ESTRATTO —
···

A cosa può servire un film su Placido Rizzotto? E perché raccontare ancora (e a chi?) la sua vita e la sua morte?

Io penso che, lontano da ogni retorica, il sublime senso poetico che emana ogni manifestazione di coraggio, ogni puro sentimento di dignità umana, ogni difesa dei deboli, ogni fatto autenticamente popolare, merita di essere narrato, ha bisogno anzi di essere narrato e tramandato alle generazioni, affinché tra le generazioni gli uomini non smarriscano più i sogni .
Già, i sogni.

La microstoria che contiene (e racconta) la storia. Il passato che c’è nel presente e l’universalità che si può cogliere quando passato e presente si proiettano (attraverso elementi comuni e ripetibili) nel divenire dell’animo umano.
Quello che ho cercato di cogliere con questo film è la frattura che si determina tra le generazioni in certe particolari condizioni della storia (guerre, rivoluzioni, sommovimenti sociali).
Padri e figli che non si parlano e non si capiscono più. Sconvolgimenti sociali (e politici) che scuotono dalle fondamenta ordini secolari costituiti, fin dentro le stesse famiglie, fin dentro l’anima delle persone che "recitano" in questo film.
E così Corleone diventa il palcoscenico, il grande teatro dell’umanità derelitta. E la recita non può che finire in tragedia. Tragica sarà la fine del giovane Placido Rizzotto, ucciso selvaggiamente e buttato in un fosso. Tragica la sua fine, a più tragico ancora l’oblio che l’accompagna (i suoi miseri resti non hanno mai conosciuto una tomba e giacciono tra scartoffie e cianfrusaglie nei sotterranei del palazzo di giustizia di Palermo)”.

···

RIGHE ELENCATE —
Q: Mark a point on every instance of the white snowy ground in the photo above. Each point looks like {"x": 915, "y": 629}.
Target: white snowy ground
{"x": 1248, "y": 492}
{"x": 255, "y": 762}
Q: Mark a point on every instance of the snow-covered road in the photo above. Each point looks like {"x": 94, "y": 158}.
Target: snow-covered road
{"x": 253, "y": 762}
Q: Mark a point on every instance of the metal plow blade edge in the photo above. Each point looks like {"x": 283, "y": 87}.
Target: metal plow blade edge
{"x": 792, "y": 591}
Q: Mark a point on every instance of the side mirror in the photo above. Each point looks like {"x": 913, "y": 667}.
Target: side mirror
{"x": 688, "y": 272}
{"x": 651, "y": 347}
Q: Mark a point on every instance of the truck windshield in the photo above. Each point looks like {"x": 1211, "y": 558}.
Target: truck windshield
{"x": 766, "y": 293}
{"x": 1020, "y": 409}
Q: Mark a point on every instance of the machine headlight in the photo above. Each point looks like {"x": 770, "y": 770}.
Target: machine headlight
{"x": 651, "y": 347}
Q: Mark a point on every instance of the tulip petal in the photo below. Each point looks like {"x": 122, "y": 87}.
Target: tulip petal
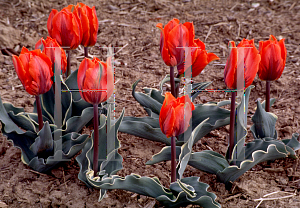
{"x": 230, "y": 67}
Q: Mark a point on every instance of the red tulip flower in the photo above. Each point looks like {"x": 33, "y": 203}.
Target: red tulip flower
{"x": 250, "y": 61}
{"x": 273, "y": 57}
{"x": 89, "y": 23}
{"x": 173, "y": 40}
{"x": 65, "y": 27}
{"x": 34, "y": 69}
{"x": 95, "y": 83}
{"x": 175, "y": 115}
{"x": 48, "y": 47}
{"x": 95, "y": 80}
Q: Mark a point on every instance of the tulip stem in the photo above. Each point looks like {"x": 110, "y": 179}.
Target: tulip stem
{"x": 172, "y": 80}
{"x": 86, "y": 52}
{"x": 268, "y": 85}
{"x": 69, "y": 63}
{"x": 232, "y": 122}
{"x": 173, "y": 159}
{"x": 96, "y": 140}
{"x": 39, "y": 111}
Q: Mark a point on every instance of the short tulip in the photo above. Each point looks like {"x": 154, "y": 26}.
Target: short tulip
{"x": 89, "y": 23}
{"x": 173, "y": 40}
{"x": 65, "y": 27}
{"x": 48, "y": 47}
{"x": 175, "y": 115}
{"x": 34, "y": 69}
{"x": 273, "y": 57}
{"x": 95, "y": 80}
{"x": 251, "y": 61}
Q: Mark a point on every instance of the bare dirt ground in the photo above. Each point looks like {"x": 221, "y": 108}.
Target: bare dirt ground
{"x": 131, "y": 24}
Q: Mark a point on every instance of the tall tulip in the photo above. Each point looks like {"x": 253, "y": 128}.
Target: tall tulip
{"x": 95, "y": 83}
{"x": 174, "y": 118}
{"x": 173, "y": 40}
{"x": 250, "y": 61}
{"x": 65, "y": 27}
{"x": 273, "y": 58}
{"x": 34, "y": 70}
{"x": 48, "y": 47}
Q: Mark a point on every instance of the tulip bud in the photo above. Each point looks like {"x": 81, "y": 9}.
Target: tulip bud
{"x": 175, "y": 115}
{"x": 95, "y": 80}
{"x": 273, "y": 58}
{"x": 34, "y": 69}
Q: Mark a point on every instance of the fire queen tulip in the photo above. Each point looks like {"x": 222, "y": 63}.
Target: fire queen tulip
{"x": 89, "y": 23}
{"x": 175, "y": 115}
{"x": 95, "y": 80}
{"x": 65, "y": 27}
{"x": 34, "y": 69}
{"x": 48, "y": 47}
{"x": 273, "y": 57}
{"x": 251, "y": 61}
{"x": 173, "y": 40}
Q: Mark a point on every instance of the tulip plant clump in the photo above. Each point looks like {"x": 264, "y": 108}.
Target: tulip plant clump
{"x": 52, "y": 133}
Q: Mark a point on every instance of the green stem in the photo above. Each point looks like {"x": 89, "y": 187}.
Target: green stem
{"x": 232, "y": 121}
{"x": 96, "y": 140}
{"x": 172, "y": 80}
{"x": 39, "y": 111}
{"x": 86, "y": 52}
{"x": 268, "y": 85}
{"x": 173, "y": 160}
{"x": 68, "y": 63}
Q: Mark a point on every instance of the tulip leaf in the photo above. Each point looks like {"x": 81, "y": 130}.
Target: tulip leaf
{"x": 164, "y": 155}
{"x": 22, "y": 121}
{"x": 272, "y": 101}
{"x": 240, "y": 130}
{"x": 110, "y": 161}
{"x": 211, "y": 111}
{"x": 43, "y": 145}
{"x": 140, "y": 128}
{"x": 76, "y": 123}
{"x": 264, "y": 123}
{"x": 146, "y": 100}
{"x": 9, "y": 107}
{"x": 7, "y": 124}
{"x": 293, "y": 142}
{"x": 186, "y": 148}
{"x": 181, "y": 193}
{"x": 231, "y": 173}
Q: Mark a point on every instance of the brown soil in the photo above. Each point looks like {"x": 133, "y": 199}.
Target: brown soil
{"x": 131, "y": 24}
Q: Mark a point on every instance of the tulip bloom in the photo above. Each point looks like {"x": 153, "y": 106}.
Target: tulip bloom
{"x": 250, "y": 61}
{"x": 48, "y": 47}
{"x": 175, "y": 115}
{"x": 34, "y": 69}
{"x": 65, "y": 27}
{"x": 273, "y": 57}
{"x": 173, "y": 40}
{"x": 89, "y": 23}
{"x": 95, "y": 80}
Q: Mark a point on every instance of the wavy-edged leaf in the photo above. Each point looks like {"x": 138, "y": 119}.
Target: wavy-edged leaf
{"x": 110, "y": 161}
{"x": 233, "y": 172}
{"x": 194, "y": 192}
{"x": 144, "y": 130}
{"x": 263, "y": 123}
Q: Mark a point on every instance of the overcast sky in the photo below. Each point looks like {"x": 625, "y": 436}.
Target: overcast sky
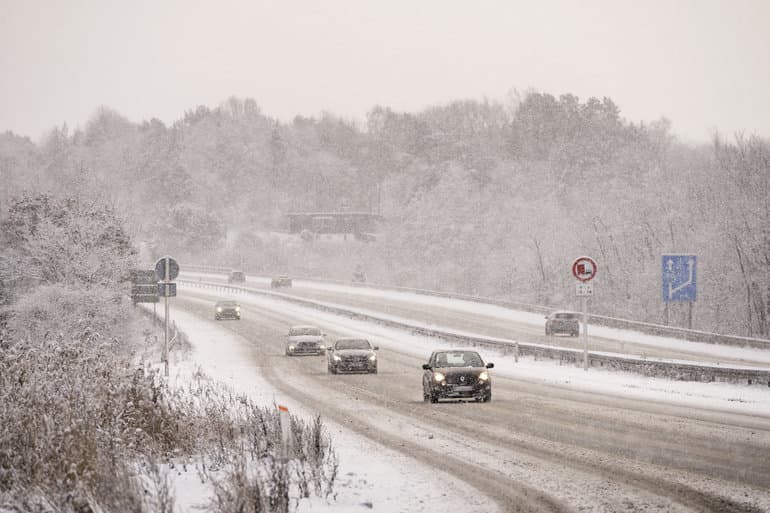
{"x": 702, "y": 64}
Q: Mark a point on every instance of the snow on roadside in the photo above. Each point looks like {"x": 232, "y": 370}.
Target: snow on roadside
{"x": 371, "y": 477}
{"x": 752, "y": 400}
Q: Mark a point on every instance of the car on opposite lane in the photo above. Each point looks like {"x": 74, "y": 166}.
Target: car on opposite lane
{"x": 305, "y": 339}
{"x": 351, "y": 354}
{"x": 456, "y": 374}
{"x": 280, "y": 281}
{"x": 227, "y": 309}
{"x": 563, "y": 322}
{"x": 236, "y": 277}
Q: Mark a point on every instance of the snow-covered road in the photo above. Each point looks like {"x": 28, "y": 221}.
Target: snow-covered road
{"x": 554, "y": 438}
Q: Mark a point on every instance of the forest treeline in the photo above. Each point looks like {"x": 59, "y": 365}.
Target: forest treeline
{"x": 480, "y": 197}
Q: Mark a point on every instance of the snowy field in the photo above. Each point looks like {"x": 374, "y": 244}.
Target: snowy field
{"x": 371, "y": 477}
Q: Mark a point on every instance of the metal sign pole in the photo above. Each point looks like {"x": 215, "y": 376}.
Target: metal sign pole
{"x": 585, "y": 334}
{"x": 165, "y": 342}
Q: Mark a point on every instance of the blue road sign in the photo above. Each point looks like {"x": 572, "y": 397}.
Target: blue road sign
{"x": 679, "y": 278}
{"x": 173, "y": 269}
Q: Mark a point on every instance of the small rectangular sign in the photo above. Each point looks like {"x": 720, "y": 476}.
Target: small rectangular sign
{"x": 679, "y": 275}
{"x": 584, "y": 289}
{"x": 167, "y": 289}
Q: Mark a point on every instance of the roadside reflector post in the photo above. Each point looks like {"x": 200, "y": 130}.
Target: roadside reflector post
{"x": 283, "y": 416}
{"x": 584, "y": 270}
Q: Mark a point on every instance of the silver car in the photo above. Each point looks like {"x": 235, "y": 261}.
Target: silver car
{"x": 305, "y": 339}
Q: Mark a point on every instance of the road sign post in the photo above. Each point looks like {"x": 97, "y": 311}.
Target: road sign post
{"x": 584, "y": 270}
{"x": 679, "y": 280}
{"x": 166, "y": 269}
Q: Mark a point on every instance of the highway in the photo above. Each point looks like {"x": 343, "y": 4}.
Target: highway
{"x": 535, "y": 447}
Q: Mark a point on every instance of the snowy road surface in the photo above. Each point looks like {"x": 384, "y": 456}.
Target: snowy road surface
{"x": 495, "y": 321}
{"x": 552, "y": 439}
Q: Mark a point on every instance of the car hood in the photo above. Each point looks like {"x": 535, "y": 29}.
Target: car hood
{"x": 305, "y": 338}
{"x": 353, "y": 352}
{"x": 450, "y": 371}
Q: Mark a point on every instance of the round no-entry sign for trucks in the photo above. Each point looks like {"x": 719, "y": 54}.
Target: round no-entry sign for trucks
{"x": 584, "y": 269}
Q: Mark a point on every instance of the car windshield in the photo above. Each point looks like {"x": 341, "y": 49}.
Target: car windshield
{"x": 353, "y": 344}
{"x": 304, "y": 331}
{"x": 458, "y": 359}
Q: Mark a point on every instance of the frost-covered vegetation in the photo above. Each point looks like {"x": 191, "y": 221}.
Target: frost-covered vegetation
{"x": 85, "y": 426}
{"x": 480, "y": 197}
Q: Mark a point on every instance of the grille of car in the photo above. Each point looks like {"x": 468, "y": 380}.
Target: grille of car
{"x": 461, "y": 379}
{"x": 354, "y": 359}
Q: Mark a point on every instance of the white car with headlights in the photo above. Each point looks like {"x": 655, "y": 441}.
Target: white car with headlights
{"x": 456, "y": 374}
{"x": 305, "y": 339}
{"x": 349, "y": 354}
{"x": 227, "y": 310}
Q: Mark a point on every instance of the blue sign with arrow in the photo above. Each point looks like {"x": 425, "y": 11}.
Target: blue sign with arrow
{"x": 679, "y": 278}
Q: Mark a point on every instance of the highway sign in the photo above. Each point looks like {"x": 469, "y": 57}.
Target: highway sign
{"x": 166, "y": 289}
{"x": 584, "y": 289}
{"x": 679, "y": 277}
{"x": 144, "y": 287}
{"x": 584, "y": 268}
{"x": 167, "y": 263}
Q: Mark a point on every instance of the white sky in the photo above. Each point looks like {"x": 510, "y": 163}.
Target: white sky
{"x": 703, "y": 64}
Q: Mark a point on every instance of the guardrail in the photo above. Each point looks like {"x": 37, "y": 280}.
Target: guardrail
{"x": 648, "y": 367}
{"x": 601, "y": 320}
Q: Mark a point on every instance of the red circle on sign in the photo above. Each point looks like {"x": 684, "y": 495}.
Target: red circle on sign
{"x": 584, "y": 269}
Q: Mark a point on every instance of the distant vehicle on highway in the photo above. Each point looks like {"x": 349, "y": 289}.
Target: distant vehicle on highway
{"x": 236, "y": 277}
{"x": 563, "y": 322}
{"x": 456, "y": 374}
{"x": 359, "y": 276}
{"x": 227, "y": 309}
{"x": 305, "y": 339}
{"x": 280, "y": 281}
{"x": 349, "y": 354}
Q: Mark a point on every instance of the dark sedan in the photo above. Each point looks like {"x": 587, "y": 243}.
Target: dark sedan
{"x": 352, "y": 355}
{"x": 562, "y": 322}
{"x": 456, "y": 374}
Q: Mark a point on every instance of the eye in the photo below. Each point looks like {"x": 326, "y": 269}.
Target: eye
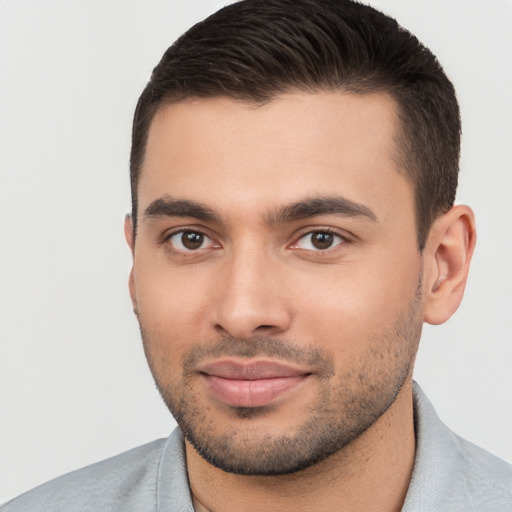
{"x": 318, "y": 241}
{"x": 187, "y": 241}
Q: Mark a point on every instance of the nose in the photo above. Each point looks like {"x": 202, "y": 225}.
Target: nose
{"x": 251, "y": 297}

···

RICHIESTA —
Per favore, modifica l'estratto sul film dedicato a Placido Rizzotto e riscrivilo da "A cosa può servire" a "più i sogni .", mettendo "raccontato" al posto di "narrato".

RISPOSTA SCRITTA —
A cosa può servire un film su Placido Rizzotto? E perché raccontare ancora (e a chi?) la sua vita e la sua morte?

Io penso che, lontano da ogni retorica, il sublime senso poetico che emana ogni manifestazione di coraggio, ogni puro sentimento di dignità umana, ogni difesa dei deboli, ogni fatto autenticamente popolare, merita di essere raccontato, ha bisogno anzi di essere raccontato e tramandato alle generazioni, affinché tra le generazioni gli uomini non smarriscano più i sogni .